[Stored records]
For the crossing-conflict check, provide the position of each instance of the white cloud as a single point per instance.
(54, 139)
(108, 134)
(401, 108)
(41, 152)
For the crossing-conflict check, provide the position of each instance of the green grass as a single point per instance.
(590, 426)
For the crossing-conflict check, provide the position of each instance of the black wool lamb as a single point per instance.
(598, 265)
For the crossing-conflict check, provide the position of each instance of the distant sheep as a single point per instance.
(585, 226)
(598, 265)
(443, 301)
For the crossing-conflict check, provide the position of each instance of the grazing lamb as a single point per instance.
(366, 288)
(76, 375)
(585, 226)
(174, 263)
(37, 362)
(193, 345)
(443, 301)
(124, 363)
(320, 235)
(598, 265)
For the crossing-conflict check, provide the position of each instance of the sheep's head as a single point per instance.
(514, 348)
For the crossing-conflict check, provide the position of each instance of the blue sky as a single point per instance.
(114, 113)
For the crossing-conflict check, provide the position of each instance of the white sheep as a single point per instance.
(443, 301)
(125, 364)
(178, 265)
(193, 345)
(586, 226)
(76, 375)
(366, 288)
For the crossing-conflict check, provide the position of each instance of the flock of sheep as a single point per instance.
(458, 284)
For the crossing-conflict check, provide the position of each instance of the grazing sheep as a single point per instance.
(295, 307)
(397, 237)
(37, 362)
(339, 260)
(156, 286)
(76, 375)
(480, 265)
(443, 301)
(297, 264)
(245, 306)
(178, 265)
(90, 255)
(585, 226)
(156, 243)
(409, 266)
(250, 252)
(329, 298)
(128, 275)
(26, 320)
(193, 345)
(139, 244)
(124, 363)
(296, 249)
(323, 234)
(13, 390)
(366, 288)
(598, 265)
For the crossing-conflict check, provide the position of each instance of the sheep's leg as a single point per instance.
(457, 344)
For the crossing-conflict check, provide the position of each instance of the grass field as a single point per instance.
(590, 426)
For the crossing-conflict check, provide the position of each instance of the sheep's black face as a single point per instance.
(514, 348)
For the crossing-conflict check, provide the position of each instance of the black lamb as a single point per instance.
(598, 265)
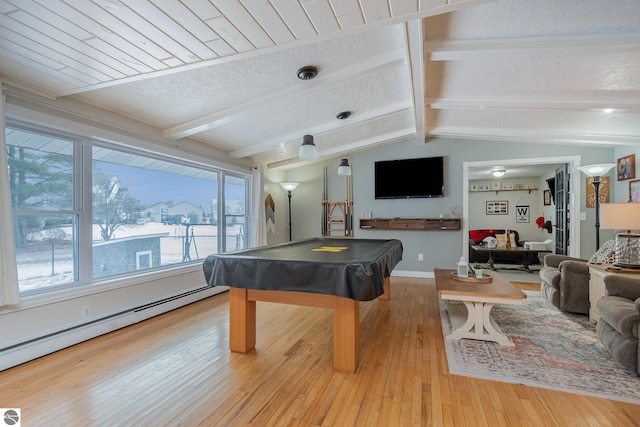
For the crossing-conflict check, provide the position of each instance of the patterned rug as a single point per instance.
(553, 350)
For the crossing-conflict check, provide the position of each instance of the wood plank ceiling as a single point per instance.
(223, 72)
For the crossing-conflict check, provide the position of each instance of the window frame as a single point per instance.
(83, 146)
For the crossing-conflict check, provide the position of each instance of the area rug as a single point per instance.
(553, 350)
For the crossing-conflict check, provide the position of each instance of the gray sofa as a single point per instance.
(620, 316)
(565, 282)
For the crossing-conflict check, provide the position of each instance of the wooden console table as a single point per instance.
(426, 224)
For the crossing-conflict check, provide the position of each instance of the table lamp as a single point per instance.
(625, 218)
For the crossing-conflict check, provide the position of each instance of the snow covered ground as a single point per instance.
(52, 262)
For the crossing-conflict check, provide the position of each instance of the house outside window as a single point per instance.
(122, 213)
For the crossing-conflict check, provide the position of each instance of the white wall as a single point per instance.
(479, 219)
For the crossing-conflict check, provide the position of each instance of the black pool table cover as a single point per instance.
(349, 268)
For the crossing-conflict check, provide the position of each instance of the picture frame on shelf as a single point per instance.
(634, 191)
(626, 167)
(522, 213)
(497, 207)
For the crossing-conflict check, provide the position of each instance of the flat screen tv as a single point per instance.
(409, 178)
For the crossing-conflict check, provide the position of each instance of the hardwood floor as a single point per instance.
(176, 369)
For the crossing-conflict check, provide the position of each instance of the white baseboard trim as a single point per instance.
(46, 345)
(419, 274)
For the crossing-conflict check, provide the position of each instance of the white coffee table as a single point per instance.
(472, 319)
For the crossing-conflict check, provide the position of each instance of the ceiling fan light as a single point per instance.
(308, 150)
(344, 169)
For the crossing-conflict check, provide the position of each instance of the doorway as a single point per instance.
(572, 224)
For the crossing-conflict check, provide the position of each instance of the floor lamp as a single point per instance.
(289, 187)
(596, 172)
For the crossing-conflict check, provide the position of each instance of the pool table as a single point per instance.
(320, 272)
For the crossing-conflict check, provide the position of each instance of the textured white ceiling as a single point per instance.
(223, 72)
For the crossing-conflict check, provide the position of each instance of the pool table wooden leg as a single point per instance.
(346, 334)
(242, 321)
(387, 289)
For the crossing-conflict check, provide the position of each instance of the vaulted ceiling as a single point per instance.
(224, 72)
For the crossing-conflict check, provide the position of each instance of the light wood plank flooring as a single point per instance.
(176, 369)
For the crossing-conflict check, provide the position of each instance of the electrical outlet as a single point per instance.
(85, 311)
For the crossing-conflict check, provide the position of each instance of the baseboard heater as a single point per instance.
(30, 350)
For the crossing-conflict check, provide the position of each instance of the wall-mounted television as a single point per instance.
(409, 178)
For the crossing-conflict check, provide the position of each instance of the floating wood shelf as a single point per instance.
(497, 191)
(425, 224)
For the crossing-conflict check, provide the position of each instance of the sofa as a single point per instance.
(476, 237)
(619, 319)
(564, 280)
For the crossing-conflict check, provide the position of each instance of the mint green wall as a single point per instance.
(441, 249)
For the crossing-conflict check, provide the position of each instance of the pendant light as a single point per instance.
(344, 169)
(308, 150)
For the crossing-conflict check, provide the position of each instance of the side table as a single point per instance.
(597, 272)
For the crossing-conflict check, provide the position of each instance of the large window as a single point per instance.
(123, 212)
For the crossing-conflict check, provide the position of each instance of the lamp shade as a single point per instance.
(620, 216)
(597, 170)
(344, 169)
(308, 150)
(289, 186)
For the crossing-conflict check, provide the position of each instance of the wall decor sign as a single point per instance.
(603, 191)
(522, 213)
(499, 207)
(634, 191)
(627, 167)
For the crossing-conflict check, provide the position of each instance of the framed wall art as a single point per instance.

HOW TO COMPLETE THIS TASK: Once the pictures are set aside, write out the entries verbatim.

TASK RESPONSE:
For the crossing-conflict check, provide the position of each instance of the white cloud as a single point per instance.
(54, 139)
(108, 134)
(401, 108)
(41, 152)
For the crossing-conflict check, provide the position of each instance of the green grass as a single point per instance.
(590, 426)
For the crossing-conflict check, provide the position of each instance of the black wool lamb as a single point per instance.
(598, 265)
For the crossing-conflict check, provide the position of each instance of the distant sheep as a single point per instance.
(585, 226)
(598, 265)
(443, 301)
For the crossing-conflict check, provide the position of each instance of the grazing lamb as a single point per instance.
(366, 288)
(76, 375)
(585, 226)
(174, 263)
(37, 362)
(193, 345)
(443, 301)
(124, 363)
(320, 235)
(598, 265)
For the crossing-conflict check, provide the position of each instance of the sheep's head as a single point per instance.
(514, 348)
For the crossing-conflict check, provide the position of each instance of the blue sky as a single point per instance.
(114, 113)
For the crossing-conflict check, provide the position of each instance of the white sheep as a single point per instance.
(443, 301)
(125, 364)
(178, 265)
(193, 345)
(586, 226)
(76, 375)
(366, 288)
For the crossing-conflict check, provide the position of each instance of the flock of sheep as a single point per instance.
(458, 284)
For the crossing-conflict check, provide the position of each instance of the grazing sheep as a single point per instance.
(295, 307)
(397, 237)
(37, 362)
(339, 260)
(156, 286)
(76, 375)
(480, 265)
(443, 301)
(297, 264)
(245, 306)
(178, 265)
(90, 255)
(585, 226)
(156, 243)
(409, 266)
(250, 252)
(329, 298)
(128, 275)
(26, 320)
(193, 345)
(139, 244)
(124, 363)
(296, 249)
(323, 234)
(13, 390)
(366, 288)
(598, 265)
For the crossing-conflict check, provide the position of each instance of the sheep's leg as a single point per instance.
(457, 344)
For the crossing-conflict check, provide the position of each instance of the grass field as a single point per instance.
(590, 426)
For the crossing-conflict check, provide the position of each instance of the sheep's black face as a single point per instance.
(514, 348)
For the crossing-conflict check, provide the position of each instance of the black lamb as a single point per instance.
(598, 265)
For the crossing-conflict check, provide the position of each instance of the patterned rug as a single point per instance.
(553, 350)
For the crossing-conflict check, provide the position of each instance of the wood plank ceiling as a single point per instance.
(223, 72)
For the crossing-conflict check, provide the position of each instance of the window frame as a single point per instance.
(83, 146)
For the crossing-conflict check, provide the position of each instance of the area rug as a single point per instance.
(553, 350)
For the crossing-conflict check, provide the position of each instance of the gray sofa as a single point per instance.
(620, 316)
(565, 282)
For the crossing-conflict check, provide the position of each instance of the wooden console table as a single point per instance.
(426, 224)
For the crossing-conflict check, provide the position of each instance of the table lamp as a single point per instance.
(625, 218)
For the crossing-conflict check, provide the position of each instance of the snow covered ground as a single point per instance.
(52, 262)
For the crossing-conflict check, provide the position of each instance of the house outside window as a single point per instance.
(122, 213)
For the crossing-conflict check, provide the position of each instance of the white wall as a single point per instance.
(479, 219)
For the crossing-conflict check, provide the position of each instance of the black pool table cover as a single point per instance.
(349, 268)
For the crossing-conflict check, provide the position of each instance of the picture frame on shelf as a single point per instance.
(634, 191)
(626, 167)
(522, 213)
(497, 207)
For the crossing-conflict check, provide the position of each instance of the flat screen tv as a single point per instance.
(409, 178)
For the crossing-conflict check, provide the position of each instance of the hardwood floor as a single point per instance.
(176, 369)
For the crossing-conflict check, provide the position of each instance of the white baseboard trim as a single point per instance.
(46, 345)
(419, 274)
For the crossing-conflict check, provide the position of each instance of the white coffee table as a single point per instance.
(472, 319)
For the crossing-conflict check, provide the position of each instance of the ceiling fan light as a single point per instance.
(308, 150)
(344, 169)
For the crossing-conflict check, provide the position of each instance of the doorway as a single point per instance.
(572, 224)
For the crossing-conflict check, provide the position of each instance of the floor lamp as a single point per instance.
(289, 187)
(596, 172)
For the crossing-conflict check, provide the position of each instance of the pool table as a single point per instance.
(320, 272)
For the crossing-conflict check, provide the position of each instance of the textured white ceiling as a single point per instance.
(223, 72)
For the crossing-conflict check, provide the position of each instance of the pool table wooden leg as a single point per instance.
(346, 334)
(242, 321)
(387, 289)
For the crossing-conflict check, provide the position of each instance of the vaulted ceiling as a single point per instance.
(224, 72)
For the crossing-conflict check, provide the position of each instance of the light wood plank flooring as a single point per instance.
(176, 369)
For the crossing-conflict check, provide the position of each instance of the electrical outlet as a single point per instance.
(85, 311)
For the crossing-conflict check, provide the position of each instance of the baseboard heater as a single point per instance.
(30, 350)
For the crossing-conflict check, provide the position of each instance of the wall-mounted television as a single point per instance.
(409, 178)
For the crossing-conflict check, provide the position of each instance of the floating wood shelf as a single point per instance.
(497, 191)
(425, 224)
For the crossing-conflict check, provide the position of each instance of the sofa as a single point per instance.
(476, 237)
(619, 319)
(564, 280)
For the crossing-conflict check, provide the position of each instance of the mint green wall as a single point per instance.
(441, 249)
For the crossing-conflict check, provide the position of each instance of the pendant light as a single point per instance.
(344, 169)
(308, 150)
For the crossing-conflict check, provide the position of each instance of the side table as a single point per instance.
(597, 272)
For the crossing-conflict check, provide the position of each instance of the large window as a single point per instance.
(123, 212)
For the crossing-conflict check, provide the position of each instance of the lamp shade as a single point per instance.
(620, 216)
(597, 170)
(344, 169)
(308, 150)
(289, 186)
For the crossing-conflict check, provide the position of each instance of the wall decor sign as a single point per instance.
(603, 191)
(522, 213)
(499, 207)
(634, 191)
(627, 167)
For the crossing-conflict check, provide the position of each instance of the framed wall art as a single point per instance.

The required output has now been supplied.